**Stated problem**: Copy the rows below word for word, starting at the line that contains "Exercise. Spot the headlight" and ending at the last line of the rows.

**Data excerpts**:
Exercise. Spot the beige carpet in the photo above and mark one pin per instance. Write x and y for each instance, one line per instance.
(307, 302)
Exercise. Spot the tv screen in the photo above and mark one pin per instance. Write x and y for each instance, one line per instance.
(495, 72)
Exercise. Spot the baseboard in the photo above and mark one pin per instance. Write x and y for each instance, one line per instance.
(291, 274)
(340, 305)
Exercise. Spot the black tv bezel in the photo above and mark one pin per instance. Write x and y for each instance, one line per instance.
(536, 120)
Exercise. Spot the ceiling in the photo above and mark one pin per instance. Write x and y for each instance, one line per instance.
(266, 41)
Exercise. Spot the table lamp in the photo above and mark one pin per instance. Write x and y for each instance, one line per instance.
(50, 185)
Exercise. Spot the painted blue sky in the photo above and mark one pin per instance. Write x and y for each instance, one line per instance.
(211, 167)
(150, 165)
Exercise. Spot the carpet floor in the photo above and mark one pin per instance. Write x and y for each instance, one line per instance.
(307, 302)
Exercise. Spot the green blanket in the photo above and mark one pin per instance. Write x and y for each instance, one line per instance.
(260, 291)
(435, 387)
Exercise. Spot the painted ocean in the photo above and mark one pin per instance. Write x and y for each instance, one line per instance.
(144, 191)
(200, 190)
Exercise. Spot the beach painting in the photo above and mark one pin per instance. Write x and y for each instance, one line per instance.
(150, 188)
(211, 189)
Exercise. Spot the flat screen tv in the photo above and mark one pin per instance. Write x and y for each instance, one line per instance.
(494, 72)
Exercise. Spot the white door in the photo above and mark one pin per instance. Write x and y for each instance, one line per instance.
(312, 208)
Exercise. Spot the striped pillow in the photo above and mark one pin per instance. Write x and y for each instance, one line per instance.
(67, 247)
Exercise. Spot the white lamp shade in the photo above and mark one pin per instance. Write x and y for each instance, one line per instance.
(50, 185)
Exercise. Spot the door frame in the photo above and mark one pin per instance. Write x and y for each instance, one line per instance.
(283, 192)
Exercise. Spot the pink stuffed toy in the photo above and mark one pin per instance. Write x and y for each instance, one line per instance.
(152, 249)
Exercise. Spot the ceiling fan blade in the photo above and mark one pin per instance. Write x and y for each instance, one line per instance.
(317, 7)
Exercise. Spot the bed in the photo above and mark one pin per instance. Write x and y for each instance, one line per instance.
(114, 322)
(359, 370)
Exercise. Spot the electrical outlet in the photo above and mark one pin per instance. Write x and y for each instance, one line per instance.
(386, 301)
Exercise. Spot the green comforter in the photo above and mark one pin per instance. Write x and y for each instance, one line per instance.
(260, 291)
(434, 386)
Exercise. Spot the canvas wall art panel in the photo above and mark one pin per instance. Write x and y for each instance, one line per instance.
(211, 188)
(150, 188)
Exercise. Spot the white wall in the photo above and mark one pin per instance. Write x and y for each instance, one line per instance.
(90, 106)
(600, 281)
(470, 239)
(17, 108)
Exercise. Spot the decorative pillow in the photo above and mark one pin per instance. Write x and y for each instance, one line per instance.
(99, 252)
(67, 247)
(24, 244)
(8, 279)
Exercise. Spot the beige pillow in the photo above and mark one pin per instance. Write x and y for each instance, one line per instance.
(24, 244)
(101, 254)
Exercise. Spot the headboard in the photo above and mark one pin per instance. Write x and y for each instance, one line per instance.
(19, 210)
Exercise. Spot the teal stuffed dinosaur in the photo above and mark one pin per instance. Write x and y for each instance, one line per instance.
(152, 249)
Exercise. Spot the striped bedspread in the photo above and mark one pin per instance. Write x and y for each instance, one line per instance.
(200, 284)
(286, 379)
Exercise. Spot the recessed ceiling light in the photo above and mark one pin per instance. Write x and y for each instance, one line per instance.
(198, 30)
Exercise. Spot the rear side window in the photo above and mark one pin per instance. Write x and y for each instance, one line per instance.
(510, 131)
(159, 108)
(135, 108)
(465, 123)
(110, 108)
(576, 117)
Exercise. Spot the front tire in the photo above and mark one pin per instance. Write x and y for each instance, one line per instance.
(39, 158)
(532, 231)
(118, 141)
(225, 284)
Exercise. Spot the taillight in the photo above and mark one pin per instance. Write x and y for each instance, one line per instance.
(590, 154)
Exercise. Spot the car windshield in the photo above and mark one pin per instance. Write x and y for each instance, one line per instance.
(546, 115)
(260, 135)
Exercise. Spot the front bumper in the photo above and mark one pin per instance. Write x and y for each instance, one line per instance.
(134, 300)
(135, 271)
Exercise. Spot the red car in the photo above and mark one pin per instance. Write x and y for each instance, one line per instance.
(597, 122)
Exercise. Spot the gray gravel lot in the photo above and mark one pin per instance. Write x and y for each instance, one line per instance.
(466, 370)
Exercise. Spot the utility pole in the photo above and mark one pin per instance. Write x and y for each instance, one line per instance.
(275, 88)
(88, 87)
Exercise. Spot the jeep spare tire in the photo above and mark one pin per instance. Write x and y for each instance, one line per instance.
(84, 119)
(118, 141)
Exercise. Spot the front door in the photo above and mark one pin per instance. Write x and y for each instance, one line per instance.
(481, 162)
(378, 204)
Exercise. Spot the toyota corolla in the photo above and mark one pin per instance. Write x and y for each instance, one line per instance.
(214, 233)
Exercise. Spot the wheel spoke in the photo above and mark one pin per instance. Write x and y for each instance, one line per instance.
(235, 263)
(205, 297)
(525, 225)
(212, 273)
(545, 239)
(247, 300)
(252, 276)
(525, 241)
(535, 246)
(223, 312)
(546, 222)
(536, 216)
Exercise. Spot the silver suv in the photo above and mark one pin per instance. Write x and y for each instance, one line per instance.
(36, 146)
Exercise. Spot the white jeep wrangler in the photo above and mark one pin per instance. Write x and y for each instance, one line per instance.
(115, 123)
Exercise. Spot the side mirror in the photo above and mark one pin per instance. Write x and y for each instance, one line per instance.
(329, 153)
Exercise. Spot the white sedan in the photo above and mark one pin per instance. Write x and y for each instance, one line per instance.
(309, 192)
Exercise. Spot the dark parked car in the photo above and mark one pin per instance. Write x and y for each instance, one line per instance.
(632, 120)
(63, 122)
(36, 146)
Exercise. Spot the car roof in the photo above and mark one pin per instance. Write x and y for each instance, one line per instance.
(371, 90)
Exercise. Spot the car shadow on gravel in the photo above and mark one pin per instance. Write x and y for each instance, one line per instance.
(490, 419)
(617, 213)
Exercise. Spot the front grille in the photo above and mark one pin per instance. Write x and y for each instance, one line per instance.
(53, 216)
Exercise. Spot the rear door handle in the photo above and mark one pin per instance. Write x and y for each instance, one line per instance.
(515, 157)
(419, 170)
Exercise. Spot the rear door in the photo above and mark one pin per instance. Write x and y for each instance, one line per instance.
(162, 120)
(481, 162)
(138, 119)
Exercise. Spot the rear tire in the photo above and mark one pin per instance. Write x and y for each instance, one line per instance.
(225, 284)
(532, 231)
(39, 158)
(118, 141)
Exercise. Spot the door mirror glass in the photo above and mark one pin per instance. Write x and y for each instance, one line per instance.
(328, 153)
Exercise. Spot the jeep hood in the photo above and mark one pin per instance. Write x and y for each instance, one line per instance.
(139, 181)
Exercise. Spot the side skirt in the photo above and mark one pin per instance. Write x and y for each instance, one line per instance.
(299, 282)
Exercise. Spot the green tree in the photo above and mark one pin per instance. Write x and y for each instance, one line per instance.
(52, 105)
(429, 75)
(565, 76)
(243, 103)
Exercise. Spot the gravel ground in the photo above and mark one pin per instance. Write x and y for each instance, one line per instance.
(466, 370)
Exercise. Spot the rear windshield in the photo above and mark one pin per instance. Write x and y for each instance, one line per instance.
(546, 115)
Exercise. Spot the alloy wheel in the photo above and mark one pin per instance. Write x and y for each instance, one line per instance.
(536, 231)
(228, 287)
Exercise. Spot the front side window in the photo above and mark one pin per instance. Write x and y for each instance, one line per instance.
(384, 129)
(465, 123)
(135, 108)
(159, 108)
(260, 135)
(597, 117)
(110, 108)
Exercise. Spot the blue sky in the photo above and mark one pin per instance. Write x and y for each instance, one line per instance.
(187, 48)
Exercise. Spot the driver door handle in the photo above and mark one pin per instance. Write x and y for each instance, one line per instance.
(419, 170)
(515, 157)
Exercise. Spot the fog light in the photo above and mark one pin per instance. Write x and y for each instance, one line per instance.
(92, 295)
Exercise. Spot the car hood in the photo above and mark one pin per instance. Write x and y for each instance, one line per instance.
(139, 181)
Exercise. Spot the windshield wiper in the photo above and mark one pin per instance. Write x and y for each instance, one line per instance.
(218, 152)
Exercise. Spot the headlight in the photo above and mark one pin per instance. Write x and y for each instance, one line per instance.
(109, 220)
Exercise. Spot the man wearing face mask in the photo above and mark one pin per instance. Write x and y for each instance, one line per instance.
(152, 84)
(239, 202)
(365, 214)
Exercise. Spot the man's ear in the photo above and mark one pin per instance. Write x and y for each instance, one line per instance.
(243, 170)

**Written response**:
Exercise. Spot the headlight in the photo above and mark one pin per instance. Write x and y for each instance, one line per instance.
(109, 220)
Exercise. Spot the man wearing face mask in the photo above and mark one pin per instance. Write x and y for each instance, one line per instance.
(152, 84)
(239, 202)
(365, 214)
Exercise. Spot the man's ear in the photo above and mark one pin per instance. Write x and y for each instance, one line per instance.
(243, 170)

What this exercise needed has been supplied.